▶ [Exercise directions]: Word for word, reproduce the records that follow.

▶ [Information provided]:
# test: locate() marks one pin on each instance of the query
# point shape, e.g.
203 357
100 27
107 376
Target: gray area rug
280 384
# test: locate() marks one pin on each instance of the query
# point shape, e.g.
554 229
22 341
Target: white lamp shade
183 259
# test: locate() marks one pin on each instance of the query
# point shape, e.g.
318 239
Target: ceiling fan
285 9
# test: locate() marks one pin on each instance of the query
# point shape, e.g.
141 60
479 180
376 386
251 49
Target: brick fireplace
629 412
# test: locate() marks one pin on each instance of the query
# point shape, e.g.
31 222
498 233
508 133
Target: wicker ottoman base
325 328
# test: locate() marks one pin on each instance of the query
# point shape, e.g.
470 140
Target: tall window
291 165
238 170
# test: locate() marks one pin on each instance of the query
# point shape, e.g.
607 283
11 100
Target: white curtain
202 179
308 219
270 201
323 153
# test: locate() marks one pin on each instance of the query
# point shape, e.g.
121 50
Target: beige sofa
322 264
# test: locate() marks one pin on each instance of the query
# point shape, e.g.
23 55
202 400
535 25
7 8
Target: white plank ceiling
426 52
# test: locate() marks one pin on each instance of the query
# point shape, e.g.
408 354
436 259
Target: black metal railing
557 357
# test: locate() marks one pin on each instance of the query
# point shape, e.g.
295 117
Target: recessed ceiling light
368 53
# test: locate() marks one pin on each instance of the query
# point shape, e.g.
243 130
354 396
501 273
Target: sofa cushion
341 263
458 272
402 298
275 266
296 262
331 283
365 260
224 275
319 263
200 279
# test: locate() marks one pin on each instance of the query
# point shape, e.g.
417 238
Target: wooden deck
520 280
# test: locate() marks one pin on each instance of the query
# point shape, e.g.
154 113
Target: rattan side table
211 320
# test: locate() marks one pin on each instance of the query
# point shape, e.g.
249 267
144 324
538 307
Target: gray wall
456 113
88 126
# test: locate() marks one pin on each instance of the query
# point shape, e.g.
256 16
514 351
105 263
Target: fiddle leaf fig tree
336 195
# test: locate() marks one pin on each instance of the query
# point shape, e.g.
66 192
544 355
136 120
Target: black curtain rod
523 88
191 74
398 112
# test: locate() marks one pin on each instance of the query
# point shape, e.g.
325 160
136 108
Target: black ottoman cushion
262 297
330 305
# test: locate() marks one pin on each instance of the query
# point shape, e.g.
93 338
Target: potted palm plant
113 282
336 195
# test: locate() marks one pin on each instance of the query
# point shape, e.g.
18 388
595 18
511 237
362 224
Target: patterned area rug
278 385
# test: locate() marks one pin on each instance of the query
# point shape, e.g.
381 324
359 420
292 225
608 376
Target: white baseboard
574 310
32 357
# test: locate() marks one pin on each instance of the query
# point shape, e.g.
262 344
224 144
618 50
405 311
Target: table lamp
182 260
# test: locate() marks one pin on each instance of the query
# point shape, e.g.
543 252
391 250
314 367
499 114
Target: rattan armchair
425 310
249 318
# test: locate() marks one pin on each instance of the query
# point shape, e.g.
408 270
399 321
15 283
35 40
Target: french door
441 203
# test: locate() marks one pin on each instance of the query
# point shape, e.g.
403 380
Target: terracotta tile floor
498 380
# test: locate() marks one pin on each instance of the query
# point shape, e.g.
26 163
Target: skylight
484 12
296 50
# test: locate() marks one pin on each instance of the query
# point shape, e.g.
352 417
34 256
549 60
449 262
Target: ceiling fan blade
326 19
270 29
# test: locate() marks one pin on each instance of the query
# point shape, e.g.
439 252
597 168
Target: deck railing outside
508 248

▶ [Final answer]:
# test: locate() marks one pin on each instance of the query
# point shape, e.g.
203 357
100 27
107 376
Target: gray area rug
280 384
# test: locate() marks one pin on each instance of the query
# point shape, e.g.
554 229
22 341
Target: white lamp shade
183 259
# test: locate() marks one pin on each instance of the query
# point shape, e.g.
318 239
Target: ceiling fan
285 9
# test: locate() marks one pin on each instance of the query
# point shape, e.g.
141 60
479 180
376 386
251 49
Target: brick fireplace
629 412
# test: locate() marks one pin on each instance of the query
# point shape, e.g.
31 222
498 233
508 133
Target: wicker ottoman base
325 328
# test: locate() marks one pin on each instance of the query
# point shape, e.g.
470 140
Target: tall window
291 165
238 170
# test: locate() marks one pin on each instance of the query
# point shape, e.g.
607 283
11 100
Target: white curtain
202 179
308 219
270 201
323 153
# test: locate() marks one pin on each instance of the query
# point shape, e.g.
121 50
Target: beige sofa
322 264
# test: locate() marks one pin on each instance of the query
# point shape, e.g.
23 55
202 400
535 25
7 8
Target: white plank ceiling
426 52
# test: locate() marks one pin on each instance of the query
# point shape, e.g.
408 354
436 259
Target: black metal railing
557 357
# test: locate() marks one pin on each instance of the query
# point shape, e.g.
295 117
Target: recessed ceiling light
368 53
# test: locate() marks one pin on each instance of the query
# point shape, e.g.
243 130
354 396
501 273
Target: sofa cushion
341 263
458 272
402 298
275 266
296 262
331 283
365 260
224 275
319 263
200 279
# test: locate() marks one pin on each instance of the query
# point shape, e.g.
417 238
Target: wooden deck
520 280
# test: locate() marks one pin on each instance of the query
# point shape, e.g.
154 113
Target: rattan side table
211 320
# test: locate() marks one pin on each instance of the query
# point shape, e.g.
249 267
144 324
538 307
Target: gray wall
456 113
88 126
# test: locate() marks one pin on each instance of the query
# point shape, e.g.
256 16
514 351
105 263
Target: fiddle leaf fig tree
336 195
# test: locate() marks one pin on each instance of the query
# point shape, e.g.
66 192
544 355
136 120
Target: black curtain rod
523 88
191 74
398 112
# test: locate() marks one pin on each instance of the query
# point shape, e.g.
325 160
136 108
Target: black ottoman cushion
262 297
330 305
# test: locate() marks one pin on each instance of the query
# point shape, e.g.
93 338
Target: potted palm plant
113 282
336 195
# test: locate() marks one pin on each instance of the query
# point shape, e.g.
18 388
595 18
511 237
362 224
Target: patterned area rug
278 385
# test: locate() marks one pin on each instance of the query
# point shape, e.g.
381 324
359 420
292 225
608 376
Target: white baseboard
574 310
32 357
# test: locate() marks one pin on each instance of the query
# point shape, e.g.
262 344
224 144
618 50
405 311
Target: table lamp
182 260
# test: locate() marks one pin on each instance of the query
# point shape, e.g.
543 252
391 250
314 367
499 114
Target: rattan armchair
425 310
249 318
# test: locate() marks one pin on each instance of the query
# point shape, e.g.
408 270
399 321
15 283
35 40
Target: french door
441 203
# test: locate() marks one pin on each instance of the query
# point shape, e.g.
403 380
Target: terracotta tile floor
498 380
# test: locate() marks one pin on each instance of the query
# point shape, e.g.
26 163
Target: skylight
484 12
296 50
# test: locate() marks one pin on each instance of the query
# point shape, e.g.
352 417
34 256
549 60
449 262
Target: ceiling fan blade
326 19
270 29
# test: locate() marks one pin on each instance of the query
# point shape, e.g.
439 252
597 168
Target: deck railing outside
508 248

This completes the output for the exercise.